>> Begin Provided data

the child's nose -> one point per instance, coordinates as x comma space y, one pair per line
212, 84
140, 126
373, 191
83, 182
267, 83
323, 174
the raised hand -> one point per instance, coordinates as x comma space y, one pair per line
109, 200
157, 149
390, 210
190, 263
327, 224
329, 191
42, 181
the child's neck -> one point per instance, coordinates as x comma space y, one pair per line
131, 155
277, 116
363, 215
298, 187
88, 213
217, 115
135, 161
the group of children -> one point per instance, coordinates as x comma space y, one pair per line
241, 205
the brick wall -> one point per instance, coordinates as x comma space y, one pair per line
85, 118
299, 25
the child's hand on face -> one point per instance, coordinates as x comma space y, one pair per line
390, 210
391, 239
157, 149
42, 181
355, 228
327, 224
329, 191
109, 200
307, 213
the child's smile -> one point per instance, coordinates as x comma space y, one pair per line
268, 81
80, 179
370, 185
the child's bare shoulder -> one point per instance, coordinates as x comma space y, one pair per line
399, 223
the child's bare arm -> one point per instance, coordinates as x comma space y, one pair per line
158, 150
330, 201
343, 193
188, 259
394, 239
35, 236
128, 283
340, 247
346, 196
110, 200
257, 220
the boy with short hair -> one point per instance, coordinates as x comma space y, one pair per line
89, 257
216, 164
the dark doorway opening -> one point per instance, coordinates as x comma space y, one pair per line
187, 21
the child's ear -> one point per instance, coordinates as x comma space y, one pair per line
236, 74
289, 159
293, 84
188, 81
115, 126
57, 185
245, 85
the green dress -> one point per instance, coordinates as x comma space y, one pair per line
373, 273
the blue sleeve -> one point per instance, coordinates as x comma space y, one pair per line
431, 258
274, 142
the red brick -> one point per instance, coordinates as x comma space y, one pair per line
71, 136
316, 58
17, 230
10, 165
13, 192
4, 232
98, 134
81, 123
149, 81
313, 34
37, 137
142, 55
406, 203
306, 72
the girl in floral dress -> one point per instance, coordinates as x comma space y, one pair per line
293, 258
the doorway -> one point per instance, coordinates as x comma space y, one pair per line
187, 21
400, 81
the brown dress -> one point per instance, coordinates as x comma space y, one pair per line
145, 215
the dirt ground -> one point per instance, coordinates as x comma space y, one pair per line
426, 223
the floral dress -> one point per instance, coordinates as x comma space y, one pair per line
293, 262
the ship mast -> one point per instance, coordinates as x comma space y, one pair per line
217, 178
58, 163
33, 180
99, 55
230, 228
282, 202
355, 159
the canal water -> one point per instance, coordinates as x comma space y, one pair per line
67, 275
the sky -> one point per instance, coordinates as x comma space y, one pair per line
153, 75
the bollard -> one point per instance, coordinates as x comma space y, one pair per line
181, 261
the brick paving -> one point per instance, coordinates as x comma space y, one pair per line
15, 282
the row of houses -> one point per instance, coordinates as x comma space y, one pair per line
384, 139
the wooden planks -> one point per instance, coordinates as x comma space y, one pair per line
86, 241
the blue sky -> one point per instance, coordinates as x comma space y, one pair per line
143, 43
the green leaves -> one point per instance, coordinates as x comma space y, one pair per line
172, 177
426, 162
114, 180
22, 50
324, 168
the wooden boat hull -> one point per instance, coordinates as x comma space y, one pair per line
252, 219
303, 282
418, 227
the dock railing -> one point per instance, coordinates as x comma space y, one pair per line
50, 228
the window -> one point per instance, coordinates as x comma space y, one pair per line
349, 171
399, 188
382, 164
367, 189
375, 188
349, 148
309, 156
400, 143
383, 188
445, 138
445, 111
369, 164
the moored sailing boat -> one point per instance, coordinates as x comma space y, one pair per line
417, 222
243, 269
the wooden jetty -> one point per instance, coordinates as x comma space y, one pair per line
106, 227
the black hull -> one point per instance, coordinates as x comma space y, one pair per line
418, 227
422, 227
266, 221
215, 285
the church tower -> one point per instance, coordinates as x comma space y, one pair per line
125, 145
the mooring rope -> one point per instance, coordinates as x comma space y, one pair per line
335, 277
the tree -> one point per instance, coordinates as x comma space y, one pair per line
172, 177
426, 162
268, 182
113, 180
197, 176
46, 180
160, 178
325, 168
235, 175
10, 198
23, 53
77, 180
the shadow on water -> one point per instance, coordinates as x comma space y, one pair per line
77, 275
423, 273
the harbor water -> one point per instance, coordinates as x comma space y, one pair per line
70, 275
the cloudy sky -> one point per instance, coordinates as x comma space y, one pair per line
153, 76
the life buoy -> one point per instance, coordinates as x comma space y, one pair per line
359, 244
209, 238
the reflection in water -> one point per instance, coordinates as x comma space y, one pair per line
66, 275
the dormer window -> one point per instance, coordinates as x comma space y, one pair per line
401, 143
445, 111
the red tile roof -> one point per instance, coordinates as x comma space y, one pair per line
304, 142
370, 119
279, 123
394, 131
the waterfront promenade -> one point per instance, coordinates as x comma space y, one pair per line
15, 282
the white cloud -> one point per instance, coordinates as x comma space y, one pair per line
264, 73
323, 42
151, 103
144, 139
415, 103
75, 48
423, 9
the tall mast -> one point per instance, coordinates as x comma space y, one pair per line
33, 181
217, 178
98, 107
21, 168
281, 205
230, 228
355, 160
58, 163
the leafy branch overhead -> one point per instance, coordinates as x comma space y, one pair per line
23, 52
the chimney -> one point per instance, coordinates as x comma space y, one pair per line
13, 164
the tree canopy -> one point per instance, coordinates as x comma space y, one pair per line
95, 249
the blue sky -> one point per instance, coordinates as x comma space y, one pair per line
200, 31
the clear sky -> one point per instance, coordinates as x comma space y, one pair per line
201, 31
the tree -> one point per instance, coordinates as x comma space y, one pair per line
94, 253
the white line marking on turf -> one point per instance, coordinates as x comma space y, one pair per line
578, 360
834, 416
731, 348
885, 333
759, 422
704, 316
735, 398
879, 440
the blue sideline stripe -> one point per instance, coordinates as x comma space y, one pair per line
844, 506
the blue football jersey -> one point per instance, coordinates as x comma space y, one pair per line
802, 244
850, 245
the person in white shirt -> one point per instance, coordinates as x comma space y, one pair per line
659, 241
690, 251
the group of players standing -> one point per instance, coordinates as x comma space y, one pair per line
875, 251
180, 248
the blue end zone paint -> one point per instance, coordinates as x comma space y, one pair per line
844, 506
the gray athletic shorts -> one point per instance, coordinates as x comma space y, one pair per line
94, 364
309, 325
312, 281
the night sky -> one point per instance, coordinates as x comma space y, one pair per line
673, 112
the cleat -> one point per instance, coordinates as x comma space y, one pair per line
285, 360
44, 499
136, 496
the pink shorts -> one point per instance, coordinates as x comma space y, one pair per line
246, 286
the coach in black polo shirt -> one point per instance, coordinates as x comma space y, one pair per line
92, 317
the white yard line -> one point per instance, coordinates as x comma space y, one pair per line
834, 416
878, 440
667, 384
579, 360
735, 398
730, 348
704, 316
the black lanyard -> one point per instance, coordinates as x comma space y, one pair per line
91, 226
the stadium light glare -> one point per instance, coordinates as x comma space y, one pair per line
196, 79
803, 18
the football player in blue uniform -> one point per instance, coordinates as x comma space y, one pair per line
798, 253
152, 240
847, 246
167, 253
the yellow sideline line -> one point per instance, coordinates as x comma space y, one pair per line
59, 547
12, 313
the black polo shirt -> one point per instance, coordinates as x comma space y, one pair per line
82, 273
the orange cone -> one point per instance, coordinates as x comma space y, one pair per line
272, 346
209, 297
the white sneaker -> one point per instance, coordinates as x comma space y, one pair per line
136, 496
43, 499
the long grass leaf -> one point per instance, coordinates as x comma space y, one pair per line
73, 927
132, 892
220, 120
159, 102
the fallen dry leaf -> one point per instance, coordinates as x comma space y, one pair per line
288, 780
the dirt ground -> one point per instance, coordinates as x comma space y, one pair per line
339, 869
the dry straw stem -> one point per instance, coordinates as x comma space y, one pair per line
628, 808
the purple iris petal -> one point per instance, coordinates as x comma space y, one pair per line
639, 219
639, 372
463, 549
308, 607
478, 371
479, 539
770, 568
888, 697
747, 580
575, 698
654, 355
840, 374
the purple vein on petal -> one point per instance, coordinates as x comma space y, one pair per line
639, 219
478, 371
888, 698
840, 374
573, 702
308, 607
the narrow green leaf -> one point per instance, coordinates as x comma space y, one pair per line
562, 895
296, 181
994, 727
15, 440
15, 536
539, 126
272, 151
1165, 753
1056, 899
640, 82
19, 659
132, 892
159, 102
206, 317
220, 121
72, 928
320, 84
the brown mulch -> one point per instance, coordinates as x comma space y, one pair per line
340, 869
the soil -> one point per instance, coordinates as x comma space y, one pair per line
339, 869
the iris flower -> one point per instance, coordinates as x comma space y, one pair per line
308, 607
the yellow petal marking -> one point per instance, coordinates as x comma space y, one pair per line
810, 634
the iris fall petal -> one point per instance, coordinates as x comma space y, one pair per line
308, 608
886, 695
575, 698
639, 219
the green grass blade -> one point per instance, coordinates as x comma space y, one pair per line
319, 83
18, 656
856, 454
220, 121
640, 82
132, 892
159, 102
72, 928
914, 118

>> End Provided data

◆ Work to do: Give back exactly the lines from the line containing "the narrow green" to the end of the entries, and no other lines.

◆ Correct response:
the narrow green leaf -> one point per instance, coordinates as x comma space y, one pair per line
562, 895
296, 181
994, 727
15, 440
15, 536
539, 126
272, 151
1165, 753
1056, 899
640, 82
19, 659
132, 892
159, 102
206, 317
220, 121
72, 928
320, 84
the brown mulch -> one point per instance, coordinates as x comma space y, one pair per line
340, 869
the soil -> one point per instance, coordinates as x comma space y, one pair per line
339, 869
the iris flower -> one point per instance, coordinates as x comma space y, one pair per line
308, 607
the yellow petal marking -> one point per instance, coordinates as x comma space y, one pair per line
810, 634
the iris fall petal -> one point per instance, coordinates as x comma space y, one pair per line
308, 608
886, 695
575, 698
639, 219
the green grass blade -> one point per instance, coordinates as x comma space y, one pair per line
319, 83
18, 656
856, 454
220, 121
640, 82
132, 892
159, 102
72, 928
914, 118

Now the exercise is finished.